Exercise objective: Identify each line in the entries below that contains the word "concrete" and copy every such line in full.
====== Records provided
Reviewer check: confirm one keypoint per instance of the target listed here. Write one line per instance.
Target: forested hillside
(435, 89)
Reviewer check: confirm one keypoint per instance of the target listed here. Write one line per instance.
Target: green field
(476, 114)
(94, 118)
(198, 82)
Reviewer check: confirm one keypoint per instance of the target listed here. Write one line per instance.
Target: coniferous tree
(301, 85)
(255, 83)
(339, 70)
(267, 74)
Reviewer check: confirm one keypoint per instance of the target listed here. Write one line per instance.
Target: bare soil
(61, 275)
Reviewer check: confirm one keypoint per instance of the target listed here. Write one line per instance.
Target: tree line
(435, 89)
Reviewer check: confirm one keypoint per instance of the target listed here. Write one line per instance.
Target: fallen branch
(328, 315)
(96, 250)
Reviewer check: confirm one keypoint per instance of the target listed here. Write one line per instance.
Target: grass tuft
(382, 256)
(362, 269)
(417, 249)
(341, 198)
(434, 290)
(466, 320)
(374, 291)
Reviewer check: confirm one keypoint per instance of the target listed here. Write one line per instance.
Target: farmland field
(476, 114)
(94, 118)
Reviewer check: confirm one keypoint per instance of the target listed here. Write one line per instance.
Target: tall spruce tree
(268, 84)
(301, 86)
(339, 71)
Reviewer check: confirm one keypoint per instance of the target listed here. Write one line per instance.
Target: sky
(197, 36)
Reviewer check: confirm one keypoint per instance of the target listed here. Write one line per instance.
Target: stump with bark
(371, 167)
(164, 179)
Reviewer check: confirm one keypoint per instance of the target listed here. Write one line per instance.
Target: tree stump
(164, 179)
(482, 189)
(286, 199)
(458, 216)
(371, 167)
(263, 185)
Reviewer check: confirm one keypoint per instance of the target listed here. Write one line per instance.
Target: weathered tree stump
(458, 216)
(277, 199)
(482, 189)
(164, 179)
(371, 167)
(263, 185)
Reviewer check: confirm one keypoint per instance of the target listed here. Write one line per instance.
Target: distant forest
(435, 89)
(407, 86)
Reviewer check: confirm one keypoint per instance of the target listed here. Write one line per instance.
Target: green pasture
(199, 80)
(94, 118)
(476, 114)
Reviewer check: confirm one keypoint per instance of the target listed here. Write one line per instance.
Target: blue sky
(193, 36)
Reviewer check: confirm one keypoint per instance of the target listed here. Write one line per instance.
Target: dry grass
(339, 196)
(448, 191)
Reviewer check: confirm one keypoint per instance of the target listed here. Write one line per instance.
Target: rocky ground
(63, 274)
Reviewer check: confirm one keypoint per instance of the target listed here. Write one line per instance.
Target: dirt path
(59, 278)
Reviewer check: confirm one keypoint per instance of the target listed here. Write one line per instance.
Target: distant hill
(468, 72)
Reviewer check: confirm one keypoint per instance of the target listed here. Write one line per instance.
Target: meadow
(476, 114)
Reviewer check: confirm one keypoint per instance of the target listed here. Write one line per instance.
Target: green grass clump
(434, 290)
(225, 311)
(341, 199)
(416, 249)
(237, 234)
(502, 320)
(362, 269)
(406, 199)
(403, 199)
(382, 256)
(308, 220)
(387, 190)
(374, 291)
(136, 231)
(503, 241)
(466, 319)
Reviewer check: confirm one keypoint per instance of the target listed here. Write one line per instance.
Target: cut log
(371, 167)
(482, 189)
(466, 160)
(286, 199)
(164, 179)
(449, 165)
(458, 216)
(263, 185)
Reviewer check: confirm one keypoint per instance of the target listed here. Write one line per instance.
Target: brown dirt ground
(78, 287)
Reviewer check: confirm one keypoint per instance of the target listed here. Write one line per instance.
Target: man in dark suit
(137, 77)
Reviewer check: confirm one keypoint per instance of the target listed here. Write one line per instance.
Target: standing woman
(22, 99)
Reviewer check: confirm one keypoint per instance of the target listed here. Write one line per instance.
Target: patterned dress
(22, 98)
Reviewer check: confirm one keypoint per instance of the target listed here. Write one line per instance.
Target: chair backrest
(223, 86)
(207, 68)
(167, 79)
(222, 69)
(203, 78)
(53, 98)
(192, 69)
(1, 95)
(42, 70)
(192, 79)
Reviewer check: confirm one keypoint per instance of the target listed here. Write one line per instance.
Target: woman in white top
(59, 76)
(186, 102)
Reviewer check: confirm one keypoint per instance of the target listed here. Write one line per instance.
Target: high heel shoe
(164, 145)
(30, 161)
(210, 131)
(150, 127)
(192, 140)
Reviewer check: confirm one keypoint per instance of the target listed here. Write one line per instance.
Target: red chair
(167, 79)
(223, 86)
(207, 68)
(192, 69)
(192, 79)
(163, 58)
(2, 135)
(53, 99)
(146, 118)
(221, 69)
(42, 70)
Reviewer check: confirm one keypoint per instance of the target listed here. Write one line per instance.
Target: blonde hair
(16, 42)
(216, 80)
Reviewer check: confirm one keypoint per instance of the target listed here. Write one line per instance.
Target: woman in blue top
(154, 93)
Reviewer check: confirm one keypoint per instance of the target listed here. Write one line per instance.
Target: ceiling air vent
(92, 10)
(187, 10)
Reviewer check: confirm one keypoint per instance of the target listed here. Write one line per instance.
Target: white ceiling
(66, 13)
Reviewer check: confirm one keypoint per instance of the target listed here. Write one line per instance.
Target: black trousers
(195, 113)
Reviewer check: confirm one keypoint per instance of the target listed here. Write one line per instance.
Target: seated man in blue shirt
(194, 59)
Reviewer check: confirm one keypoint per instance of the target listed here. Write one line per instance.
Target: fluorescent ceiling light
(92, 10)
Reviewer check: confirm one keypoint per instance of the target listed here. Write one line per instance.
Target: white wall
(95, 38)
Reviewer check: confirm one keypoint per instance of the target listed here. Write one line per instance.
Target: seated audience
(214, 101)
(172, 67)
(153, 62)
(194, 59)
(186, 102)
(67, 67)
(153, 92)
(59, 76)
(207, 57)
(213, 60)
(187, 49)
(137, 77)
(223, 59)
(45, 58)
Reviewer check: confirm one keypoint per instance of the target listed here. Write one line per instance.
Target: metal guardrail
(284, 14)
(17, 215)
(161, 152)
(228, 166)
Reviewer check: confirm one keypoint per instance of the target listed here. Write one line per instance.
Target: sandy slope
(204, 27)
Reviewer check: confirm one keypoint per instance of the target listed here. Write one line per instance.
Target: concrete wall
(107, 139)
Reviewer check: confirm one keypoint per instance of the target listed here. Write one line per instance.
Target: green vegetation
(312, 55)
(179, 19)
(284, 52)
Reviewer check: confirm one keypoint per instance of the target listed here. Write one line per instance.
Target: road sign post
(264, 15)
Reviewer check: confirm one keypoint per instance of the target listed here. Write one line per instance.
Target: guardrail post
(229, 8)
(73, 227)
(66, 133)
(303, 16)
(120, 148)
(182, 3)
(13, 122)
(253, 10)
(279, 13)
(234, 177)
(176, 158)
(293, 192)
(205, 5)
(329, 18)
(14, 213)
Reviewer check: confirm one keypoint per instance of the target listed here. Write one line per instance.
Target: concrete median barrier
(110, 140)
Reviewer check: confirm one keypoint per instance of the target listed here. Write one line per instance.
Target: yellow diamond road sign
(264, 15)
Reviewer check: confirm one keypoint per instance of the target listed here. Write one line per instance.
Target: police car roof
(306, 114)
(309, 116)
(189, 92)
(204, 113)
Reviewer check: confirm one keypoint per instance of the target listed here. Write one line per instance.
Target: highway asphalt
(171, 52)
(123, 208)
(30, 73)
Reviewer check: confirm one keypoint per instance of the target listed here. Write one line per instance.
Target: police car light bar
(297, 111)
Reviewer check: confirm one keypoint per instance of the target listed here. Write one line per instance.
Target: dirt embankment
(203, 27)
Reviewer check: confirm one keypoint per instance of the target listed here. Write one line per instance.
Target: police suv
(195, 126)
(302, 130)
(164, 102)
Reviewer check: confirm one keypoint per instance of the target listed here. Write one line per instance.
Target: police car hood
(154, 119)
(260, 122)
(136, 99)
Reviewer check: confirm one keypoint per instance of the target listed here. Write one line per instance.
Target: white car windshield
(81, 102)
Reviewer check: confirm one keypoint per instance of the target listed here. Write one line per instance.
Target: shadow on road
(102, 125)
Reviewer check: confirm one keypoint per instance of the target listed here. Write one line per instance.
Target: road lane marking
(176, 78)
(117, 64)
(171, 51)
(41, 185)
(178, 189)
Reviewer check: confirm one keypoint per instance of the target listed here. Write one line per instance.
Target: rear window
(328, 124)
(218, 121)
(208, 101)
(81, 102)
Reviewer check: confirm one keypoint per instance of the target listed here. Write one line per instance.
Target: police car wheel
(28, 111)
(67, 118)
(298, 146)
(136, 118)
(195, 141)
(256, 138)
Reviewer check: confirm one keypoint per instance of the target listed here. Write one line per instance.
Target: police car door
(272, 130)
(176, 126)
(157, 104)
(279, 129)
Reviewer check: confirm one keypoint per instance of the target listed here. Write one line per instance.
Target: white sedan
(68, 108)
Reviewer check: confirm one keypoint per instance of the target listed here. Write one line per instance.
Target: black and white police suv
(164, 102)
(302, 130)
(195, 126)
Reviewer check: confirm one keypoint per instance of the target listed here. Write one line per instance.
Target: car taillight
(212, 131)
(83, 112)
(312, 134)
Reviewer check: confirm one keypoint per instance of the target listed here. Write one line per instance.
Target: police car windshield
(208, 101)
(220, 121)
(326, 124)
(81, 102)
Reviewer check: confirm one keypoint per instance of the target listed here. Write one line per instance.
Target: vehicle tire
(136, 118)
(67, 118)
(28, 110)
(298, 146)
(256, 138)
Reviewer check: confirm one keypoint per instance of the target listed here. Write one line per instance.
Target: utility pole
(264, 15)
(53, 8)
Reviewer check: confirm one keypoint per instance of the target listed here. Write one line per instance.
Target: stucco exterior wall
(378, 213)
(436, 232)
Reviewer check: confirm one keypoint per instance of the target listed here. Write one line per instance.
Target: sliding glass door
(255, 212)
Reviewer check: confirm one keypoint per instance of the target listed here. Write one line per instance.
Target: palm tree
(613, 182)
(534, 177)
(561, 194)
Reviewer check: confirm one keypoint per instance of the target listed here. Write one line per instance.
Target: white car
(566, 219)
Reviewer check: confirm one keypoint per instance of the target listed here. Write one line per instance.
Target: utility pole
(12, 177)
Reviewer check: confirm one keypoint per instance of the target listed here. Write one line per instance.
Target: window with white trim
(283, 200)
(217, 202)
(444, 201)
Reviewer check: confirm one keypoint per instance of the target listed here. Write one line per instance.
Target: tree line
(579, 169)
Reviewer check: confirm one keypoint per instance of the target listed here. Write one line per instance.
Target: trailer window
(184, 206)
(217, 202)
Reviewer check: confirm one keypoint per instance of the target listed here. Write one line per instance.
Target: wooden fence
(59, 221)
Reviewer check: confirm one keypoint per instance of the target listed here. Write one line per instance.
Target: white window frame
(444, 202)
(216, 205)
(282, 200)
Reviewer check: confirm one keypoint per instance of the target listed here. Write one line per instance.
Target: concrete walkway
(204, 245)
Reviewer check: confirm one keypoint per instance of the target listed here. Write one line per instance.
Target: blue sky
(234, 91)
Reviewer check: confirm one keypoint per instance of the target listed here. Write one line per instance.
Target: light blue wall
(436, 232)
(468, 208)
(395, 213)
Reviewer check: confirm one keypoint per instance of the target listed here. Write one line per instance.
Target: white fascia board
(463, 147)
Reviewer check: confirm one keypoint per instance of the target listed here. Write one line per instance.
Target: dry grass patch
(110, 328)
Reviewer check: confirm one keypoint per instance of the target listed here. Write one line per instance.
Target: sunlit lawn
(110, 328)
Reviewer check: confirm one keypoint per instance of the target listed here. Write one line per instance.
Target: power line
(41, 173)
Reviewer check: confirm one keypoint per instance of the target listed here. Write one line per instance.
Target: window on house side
============
The response:
Target: concrete wall
Target: concrete median barrier
Target: concrete walkway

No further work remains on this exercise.